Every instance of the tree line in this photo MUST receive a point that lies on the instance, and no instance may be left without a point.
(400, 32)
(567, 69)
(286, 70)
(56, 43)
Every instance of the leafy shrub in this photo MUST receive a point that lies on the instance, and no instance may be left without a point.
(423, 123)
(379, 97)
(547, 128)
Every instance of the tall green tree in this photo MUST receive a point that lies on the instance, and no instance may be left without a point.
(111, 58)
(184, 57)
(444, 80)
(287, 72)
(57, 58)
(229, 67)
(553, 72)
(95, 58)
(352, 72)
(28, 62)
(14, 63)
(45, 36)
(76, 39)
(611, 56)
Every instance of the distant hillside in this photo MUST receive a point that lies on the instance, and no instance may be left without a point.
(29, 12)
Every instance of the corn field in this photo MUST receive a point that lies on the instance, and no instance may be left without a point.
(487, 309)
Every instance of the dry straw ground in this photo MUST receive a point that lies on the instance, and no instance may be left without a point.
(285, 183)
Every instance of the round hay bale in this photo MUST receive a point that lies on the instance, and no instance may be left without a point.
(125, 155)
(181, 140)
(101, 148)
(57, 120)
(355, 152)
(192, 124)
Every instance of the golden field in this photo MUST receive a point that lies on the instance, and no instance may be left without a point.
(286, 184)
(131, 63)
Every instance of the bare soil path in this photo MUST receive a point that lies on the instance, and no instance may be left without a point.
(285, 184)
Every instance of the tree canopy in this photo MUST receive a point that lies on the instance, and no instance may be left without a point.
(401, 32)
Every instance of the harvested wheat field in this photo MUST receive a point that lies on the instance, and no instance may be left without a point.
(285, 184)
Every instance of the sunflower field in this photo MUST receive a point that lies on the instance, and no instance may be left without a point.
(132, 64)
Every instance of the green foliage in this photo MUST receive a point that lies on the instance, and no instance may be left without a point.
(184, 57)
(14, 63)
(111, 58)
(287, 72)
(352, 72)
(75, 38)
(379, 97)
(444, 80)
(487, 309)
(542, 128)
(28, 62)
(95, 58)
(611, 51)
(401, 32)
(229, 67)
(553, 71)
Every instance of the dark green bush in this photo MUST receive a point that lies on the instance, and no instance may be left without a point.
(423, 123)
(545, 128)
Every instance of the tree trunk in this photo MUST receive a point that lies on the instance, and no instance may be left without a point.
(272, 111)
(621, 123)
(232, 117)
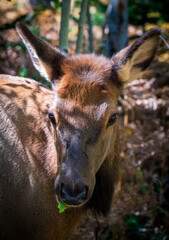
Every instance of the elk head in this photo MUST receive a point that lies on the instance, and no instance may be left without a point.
(84, 114)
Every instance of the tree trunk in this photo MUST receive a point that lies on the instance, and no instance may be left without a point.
(90, 32)
(117, 21)
(64, 29)
(81, 25)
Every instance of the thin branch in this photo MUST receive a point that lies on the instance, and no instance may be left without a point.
(64, 29)
(164, 41)
(81, 25)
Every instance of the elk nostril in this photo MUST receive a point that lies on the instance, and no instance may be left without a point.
(73, 197)
(83, 194)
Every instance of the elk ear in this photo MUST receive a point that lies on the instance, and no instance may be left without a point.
(46, 58)
(131, 62)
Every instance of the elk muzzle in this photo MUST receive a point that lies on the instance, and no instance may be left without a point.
(71, 188)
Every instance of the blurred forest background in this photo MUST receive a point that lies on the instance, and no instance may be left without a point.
(141, 204)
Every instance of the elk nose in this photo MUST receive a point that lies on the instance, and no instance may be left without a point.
(74, 196)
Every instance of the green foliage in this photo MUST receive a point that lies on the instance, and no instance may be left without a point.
(62, 207)
(23, 72)
(143, 11)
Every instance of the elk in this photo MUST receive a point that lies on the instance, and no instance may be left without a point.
(62, 145)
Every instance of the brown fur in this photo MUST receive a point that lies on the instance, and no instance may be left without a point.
(75, 153)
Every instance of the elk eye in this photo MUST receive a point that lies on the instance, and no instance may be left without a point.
(112, 119)
(52, 118)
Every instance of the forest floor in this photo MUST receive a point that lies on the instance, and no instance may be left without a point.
(140, 209)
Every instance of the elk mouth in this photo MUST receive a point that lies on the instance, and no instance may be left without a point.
(71, 195)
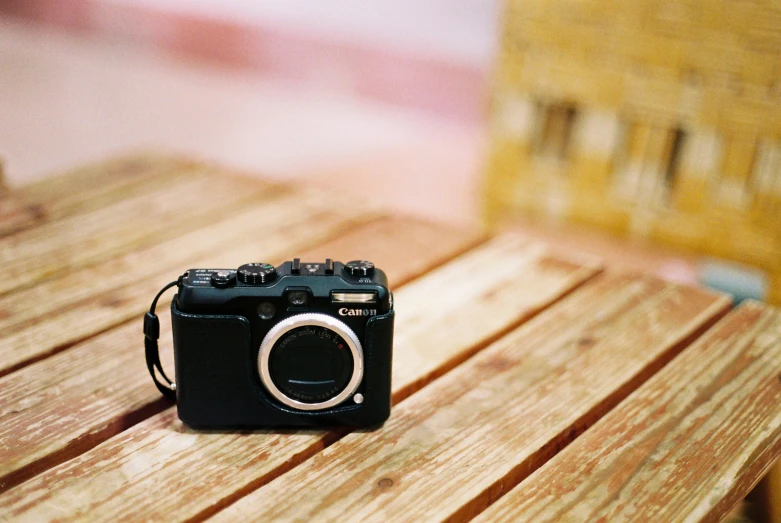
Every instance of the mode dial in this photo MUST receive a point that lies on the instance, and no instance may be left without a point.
(256, 273)
(359, 268)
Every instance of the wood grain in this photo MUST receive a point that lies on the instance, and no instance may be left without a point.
(686, 446)
(56, 313)
(66, 404)
(453, 447)
(86, 189)
(52, 249)
(141, 472)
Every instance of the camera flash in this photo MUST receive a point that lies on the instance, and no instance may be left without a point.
(266, 310)
(354, 297)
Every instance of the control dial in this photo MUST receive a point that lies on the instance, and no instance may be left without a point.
(358, 268)
(256, 273)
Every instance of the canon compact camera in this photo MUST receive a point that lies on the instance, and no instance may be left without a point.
(302, 344)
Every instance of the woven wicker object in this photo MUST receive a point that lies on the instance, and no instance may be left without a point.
(650, 118)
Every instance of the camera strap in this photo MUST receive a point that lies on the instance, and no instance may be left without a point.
(151, 335)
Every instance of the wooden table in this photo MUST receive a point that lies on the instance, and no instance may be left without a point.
(528, 384)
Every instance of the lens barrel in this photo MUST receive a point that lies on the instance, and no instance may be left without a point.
(310, 361)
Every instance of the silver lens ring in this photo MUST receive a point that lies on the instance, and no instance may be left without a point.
(303, 320)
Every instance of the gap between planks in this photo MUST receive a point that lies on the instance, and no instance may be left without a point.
(430, 333)
(23, 391)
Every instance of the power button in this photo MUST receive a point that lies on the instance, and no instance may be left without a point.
(222, 278)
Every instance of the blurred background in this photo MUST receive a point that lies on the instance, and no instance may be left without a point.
(647, 131)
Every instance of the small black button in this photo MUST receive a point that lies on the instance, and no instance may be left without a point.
(358, 268)
(222, 278)
(256, 273)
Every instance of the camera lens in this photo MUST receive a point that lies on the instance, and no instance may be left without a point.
(310, 361)
(311, 364)
(297, 298)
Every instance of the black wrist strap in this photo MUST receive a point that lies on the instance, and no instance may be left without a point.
(151, 335)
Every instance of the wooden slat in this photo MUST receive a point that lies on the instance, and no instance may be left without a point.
(203, 196)
(452, 448)
(45, 318)
(86, 189)
(96, 389)
(686, 446)
(139, 473)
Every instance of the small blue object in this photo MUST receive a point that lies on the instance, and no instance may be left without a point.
(741, 281)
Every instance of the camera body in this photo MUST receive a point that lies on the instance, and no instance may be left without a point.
(299, 345)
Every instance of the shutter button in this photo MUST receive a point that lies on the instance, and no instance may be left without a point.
(358, 268)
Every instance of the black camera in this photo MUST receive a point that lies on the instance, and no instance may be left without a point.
(302, 344)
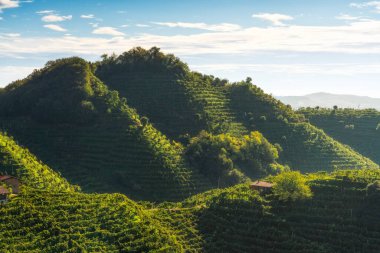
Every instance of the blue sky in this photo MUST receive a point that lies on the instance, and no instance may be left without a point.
(288, 47)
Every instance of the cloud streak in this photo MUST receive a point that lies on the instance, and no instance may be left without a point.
(55, 28)
(6, 4)
(107, 31)
(374, 4)
(89, 16)
(223, 27)
(357, 37)
(275, 18)
(55, 18)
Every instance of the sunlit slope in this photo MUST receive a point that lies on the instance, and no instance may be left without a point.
(342, 216)
(359, 129)
(80, 128)
(305, 147)
(162, 88)
(77, 222)
(19, 162)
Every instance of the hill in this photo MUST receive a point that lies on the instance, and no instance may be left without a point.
(130, 120)
(77, 126)
(181, 103)
(327, 100)
(356, 128)
(19, 162)
(342, 216)
(75, 222)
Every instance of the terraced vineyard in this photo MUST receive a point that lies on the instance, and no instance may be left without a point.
(18, 161)
(110, 158)
(305, 147)
(77, 222)
(175, 100)
(356, 128)
(113, 151)
(142, 124)
(342, 216)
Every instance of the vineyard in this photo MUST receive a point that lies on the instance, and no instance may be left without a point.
(356, 128)
(342, 216)
(137, 153)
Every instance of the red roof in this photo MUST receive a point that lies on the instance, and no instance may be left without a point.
(262, 184)
(3, 191)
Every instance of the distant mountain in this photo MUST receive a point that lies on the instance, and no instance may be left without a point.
(328, 100)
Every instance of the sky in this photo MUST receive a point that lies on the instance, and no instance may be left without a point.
(288, 47)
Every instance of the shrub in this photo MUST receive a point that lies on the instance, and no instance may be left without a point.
(291, 186)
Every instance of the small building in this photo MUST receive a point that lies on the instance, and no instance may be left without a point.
(11, 182)
(262, 186)
(4, 194)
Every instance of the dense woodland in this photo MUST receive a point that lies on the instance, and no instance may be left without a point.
(137, 153)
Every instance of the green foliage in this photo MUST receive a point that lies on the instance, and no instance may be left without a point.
(19, 162)
(340, 218)
(356, 128)
(65, 91)
(291, 186)
(223, 158)
(305, 147)
(42, 221)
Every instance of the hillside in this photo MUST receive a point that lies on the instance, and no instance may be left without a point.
(356, 128)
(327, 100)
(76, 125)
(77, 222)
(19, 162)
(305, 147)
(181, 103)
(342, 216)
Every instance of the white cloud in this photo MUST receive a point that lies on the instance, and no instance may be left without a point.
(56, 18)
(13, 35)
(89, 16)
(347, 17)
(5, 4)
(106, 30)
(357, 37)
(45, 12)
(11, 73)
(275, 18)
(55, 28)
(374, 4)
(223, 27)
(286, 68)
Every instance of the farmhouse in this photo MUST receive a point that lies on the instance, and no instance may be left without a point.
(261, 186)
(4, 193)
(11, 182)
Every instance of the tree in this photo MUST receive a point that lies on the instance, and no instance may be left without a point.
(291, 186)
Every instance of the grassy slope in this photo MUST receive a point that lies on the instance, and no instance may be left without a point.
(306, 147)
(77, 222)
(112, 151)
(356, 128)
(161, 88)
(340, 217)
(19, 162)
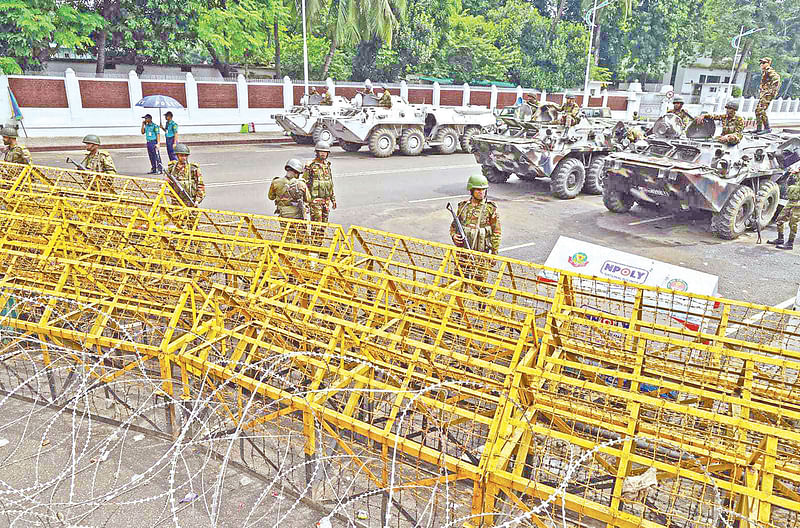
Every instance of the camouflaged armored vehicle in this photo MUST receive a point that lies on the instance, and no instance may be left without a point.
(304, 122)
(677, 171)
(532, 146)
(412, 128)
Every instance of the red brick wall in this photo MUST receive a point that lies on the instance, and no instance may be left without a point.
(265, 95)
(480, 97)
(104, 94)
(175, 90)
(420, 95)
(506, 99)
(211, 95)
(618, 103)
(39, 93)
(451, 97)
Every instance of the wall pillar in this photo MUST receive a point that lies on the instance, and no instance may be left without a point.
(241, 94)
(73, 94)
(288, 93)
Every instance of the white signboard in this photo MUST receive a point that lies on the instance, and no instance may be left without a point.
(590, 259)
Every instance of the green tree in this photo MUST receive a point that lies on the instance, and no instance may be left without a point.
(30, 30)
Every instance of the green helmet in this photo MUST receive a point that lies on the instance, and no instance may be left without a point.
(477, 181)
(181, 148)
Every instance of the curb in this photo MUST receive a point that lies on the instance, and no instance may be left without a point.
(58, 148)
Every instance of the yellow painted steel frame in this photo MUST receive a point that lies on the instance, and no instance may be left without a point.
(504, 393)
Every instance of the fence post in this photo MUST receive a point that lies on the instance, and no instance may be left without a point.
(73, 93)
(241, 94)
(288, 93)
(135, 94)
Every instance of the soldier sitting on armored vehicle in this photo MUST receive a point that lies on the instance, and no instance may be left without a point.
(732, 124)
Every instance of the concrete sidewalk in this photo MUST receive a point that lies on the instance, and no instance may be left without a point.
(49, 144)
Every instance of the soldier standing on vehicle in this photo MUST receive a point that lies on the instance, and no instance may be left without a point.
(570, 111)
(677, 109)
(97, 160)
(319, 181)
(13, 151)
(732, 124)
(481, 225)
(790, 213)
(768, 90)
(187, 175)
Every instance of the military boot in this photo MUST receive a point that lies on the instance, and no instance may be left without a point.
(778, 240)
(788, 245)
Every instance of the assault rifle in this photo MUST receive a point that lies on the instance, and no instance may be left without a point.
(459, 227)
(77, 165)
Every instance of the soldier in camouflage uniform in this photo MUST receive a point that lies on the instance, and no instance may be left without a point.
(291, 198)
(677, 109)
(732, 124)
(319, 181)
(13, 151)
(100, 161)
(770, 84)
(481, 224)
(570, 110)
(790, 213)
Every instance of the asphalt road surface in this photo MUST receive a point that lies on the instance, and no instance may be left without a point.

__________________________________________________

**WHAT IS REQUIRED:** Can you quote exactly the lines from the one containing "Every instance of the military" through the last line of the records above, and nothing else?

**RESPONSE:**
Every instance of the military boot in this photo MUST receive a point that lies on the instance, and no instance may be left without a point.
(778, 240)
(788, 245)
Every instance of the assault rifle in this photo MUST receive a point that lies on the instance, and no instance may be left without a point.
(459, 227)
(77, 165)
Every instance of the soldier in camouflage uniform in this photo MUST receive a point that lies on the instance, and no instance may be left without a point.
(291, 198)
(677, 109)
(732, 124)
(319, 181)
(13, 151)
(100, 161)
(770, 84)
(481, 224)
(570, 110)
(790, 213)
Every instance of the asphalt road surface in this photo MUST receive a point that lies on the instance, and no instance may be left without a point.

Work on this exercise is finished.